[What this task involves]
Only one stretch of the data below is wanted: the lines starting at the one with "One point per instance, written like point(949, 335)" and ending at the one with "One point per instance, written like point(637, 95)", both included, given again exactly.
-------- Data provided
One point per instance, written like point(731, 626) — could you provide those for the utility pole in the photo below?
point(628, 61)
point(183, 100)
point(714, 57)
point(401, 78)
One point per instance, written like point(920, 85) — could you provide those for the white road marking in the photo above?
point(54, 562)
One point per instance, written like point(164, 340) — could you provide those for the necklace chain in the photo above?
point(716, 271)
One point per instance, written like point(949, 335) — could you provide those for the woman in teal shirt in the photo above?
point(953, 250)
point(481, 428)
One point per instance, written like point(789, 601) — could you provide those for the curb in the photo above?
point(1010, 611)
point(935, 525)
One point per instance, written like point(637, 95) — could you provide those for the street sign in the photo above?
----------------
-------- Data provided
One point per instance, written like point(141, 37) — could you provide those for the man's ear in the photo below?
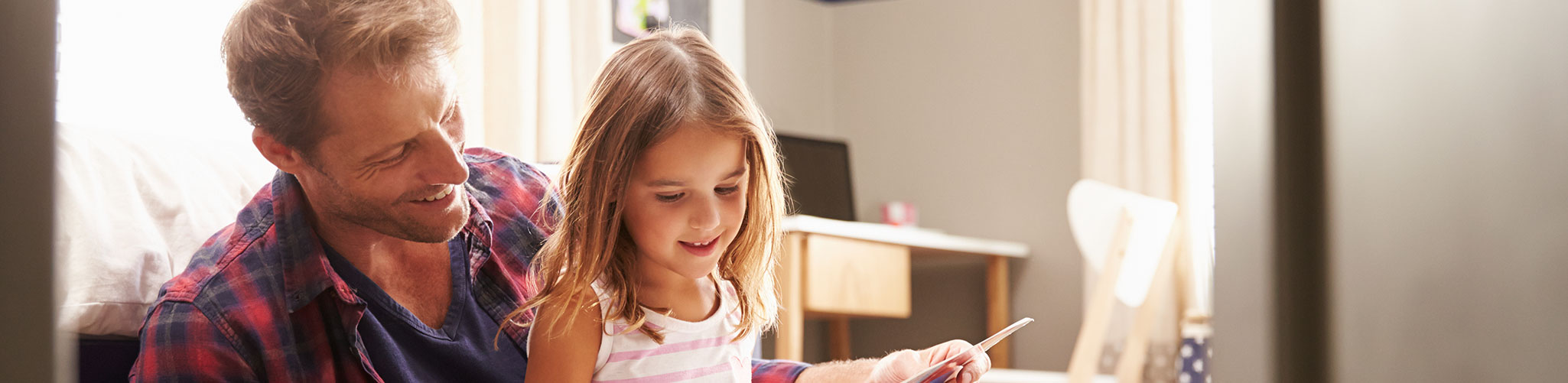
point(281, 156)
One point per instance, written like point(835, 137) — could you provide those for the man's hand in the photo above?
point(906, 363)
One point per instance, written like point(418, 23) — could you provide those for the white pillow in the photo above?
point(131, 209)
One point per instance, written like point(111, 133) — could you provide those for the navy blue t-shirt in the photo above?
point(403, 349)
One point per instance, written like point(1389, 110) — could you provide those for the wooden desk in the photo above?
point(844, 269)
----------------
[Answer to the problem]
One point per instance, written like point(949, 335) — could you provide those for the woman in teal shirt in the photo above?
point(953, 250)
point(481, 428)
One point per instance, written like point(789, 601) — could you provide those for the curb in the photo above?
point(1010, 611)
point(935, 525)
One point per instance, written like point(637, 95) — could you provide those for the street sign in the photo above?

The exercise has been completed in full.